■ **Prompt**
Copy only this range: the line with "Target: outboard propeller" through the final line of the material, inclusive at both ends.
-- Start Data in this exercise --
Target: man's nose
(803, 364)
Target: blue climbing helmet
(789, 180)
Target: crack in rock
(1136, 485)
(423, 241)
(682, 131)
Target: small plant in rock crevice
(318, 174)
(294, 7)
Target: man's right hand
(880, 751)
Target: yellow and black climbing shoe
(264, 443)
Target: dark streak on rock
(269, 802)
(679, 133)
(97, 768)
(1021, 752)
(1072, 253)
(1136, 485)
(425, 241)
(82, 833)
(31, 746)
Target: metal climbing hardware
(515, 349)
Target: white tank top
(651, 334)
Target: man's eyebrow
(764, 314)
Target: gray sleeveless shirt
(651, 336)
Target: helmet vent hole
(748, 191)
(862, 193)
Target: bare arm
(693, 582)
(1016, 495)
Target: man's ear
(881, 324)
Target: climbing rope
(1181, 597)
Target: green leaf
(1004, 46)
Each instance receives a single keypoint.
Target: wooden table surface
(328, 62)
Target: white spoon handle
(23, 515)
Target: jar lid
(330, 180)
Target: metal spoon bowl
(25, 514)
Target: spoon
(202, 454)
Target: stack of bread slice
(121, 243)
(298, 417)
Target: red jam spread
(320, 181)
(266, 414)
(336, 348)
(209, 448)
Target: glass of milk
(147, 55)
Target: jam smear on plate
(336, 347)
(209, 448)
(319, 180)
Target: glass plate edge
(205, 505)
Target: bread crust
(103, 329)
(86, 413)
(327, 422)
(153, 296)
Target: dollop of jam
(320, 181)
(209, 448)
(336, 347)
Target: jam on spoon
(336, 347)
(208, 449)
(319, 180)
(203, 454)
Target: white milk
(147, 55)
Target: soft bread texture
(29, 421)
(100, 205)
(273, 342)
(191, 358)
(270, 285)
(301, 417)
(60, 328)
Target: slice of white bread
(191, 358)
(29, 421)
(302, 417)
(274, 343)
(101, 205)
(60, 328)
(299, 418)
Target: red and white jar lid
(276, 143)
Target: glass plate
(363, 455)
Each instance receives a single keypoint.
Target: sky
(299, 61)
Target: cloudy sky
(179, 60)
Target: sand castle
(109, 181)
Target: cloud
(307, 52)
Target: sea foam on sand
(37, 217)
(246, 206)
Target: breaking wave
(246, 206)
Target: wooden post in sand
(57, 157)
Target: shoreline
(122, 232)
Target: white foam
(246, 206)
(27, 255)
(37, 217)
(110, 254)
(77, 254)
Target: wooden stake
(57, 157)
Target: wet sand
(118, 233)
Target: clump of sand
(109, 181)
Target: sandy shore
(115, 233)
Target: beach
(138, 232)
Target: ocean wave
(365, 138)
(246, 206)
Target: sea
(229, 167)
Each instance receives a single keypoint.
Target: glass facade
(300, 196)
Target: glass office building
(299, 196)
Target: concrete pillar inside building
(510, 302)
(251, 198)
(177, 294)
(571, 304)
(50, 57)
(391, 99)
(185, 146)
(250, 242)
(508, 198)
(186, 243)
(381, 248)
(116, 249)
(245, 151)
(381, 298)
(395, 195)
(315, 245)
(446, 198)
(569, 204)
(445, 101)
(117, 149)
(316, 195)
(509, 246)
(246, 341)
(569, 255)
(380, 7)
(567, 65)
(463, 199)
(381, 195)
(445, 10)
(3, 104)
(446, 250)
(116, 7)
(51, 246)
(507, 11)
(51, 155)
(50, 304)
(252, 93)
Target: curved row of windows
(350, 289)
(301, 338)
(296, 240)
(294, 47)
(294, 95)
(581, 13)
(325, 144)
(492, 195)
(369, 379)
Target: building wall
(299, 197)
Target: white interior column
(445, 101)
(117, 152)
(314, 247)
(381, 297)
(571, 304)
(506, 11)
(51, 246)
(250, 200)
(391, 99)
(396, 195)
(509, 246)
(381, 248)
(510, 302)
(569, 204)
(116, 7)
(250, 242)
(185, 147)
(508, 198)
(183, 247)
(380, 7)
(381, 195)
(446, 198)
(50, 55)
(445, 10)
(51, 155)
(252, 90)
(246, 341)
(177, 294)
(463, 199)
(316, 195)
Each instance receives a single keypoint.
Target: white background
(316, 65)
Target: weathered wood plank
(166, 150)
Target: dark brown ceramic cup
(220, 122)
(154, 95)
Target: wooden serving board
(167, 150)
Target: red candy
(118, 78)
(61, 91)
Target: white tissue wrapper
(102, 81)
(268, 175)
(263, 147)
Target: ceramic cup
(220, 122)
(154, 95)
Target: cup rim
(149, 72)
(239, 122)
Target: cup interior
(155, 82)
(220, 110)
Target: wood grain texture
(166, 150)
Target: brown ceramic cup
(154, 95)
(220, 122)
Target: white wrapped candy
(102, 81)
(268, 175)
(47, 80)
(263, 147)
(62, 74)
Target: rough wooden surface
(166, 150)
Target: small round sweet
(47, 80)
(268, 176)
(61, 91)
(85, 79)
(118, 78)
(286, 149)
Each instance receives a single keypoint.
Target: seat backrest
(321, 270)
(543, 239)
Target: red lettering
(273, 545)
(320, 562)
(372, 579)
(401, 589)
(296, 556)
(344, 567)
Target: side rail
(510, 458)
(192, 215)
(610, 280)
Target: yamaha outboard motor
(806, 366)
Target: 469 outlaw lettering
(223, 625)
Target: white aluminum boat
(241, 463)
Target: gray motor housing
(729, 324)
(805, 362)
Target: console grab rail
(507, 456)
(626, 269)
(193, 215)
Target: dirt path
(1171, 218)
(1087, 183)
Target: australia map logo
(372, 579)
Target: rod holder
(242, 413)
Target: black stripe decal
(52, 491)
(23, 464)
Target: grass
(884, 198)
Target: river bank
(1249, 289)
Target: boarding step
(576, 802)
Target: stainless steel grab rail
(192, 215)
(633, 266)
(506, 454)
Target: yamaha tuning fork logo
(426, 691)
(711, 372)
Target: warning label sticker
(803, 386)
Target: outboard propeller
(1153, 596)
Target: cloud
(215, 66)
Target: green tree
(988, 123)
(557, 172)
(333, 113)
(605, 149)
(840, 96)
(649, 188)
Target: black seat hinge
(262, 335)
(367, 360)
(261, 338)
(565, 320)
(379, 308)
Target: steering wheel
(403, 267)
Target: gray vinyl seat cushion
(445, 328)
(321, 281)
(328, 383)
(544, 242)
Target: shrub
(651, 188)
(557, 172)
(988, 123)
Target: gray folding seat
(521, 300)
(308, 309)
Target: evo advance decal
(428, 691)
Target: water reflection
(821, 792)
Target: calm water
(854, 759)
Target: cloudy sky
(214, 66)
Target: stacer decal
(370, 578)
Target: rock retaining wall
-- End Data in this exercise --
■ **Response for this exercise**
Target: outboard propeller
(1153, 596)
Target: cloud
(215, 66)
Target: green tree
(988, 123)
(557, 172)
(333, 113)
(605, 149)
(840, 96)
(649, 188)
Target: black seat hinge
(262, 335)
(367, 360)
(261, 338)
(565, 320)
(379, 308)
Target: steering wheel
(403, 267)
Target: gray vinyl seat cushion
(445, 328)
(321, 281)
(328, 383)
(544, 242)
Target: shrub
(651, 188)
(557, 172)
(988, 123)
Target: gray folding seat
(521, 300)
(308, 309)
Target: evo advance decal
(428, 691)
Target: water reflection
(821, 792)
Target: calm water
(854, 759)
Target: cloudy sky
(214, 66)
Target: stacer decal
(370, 578)
Target: rock retaining wall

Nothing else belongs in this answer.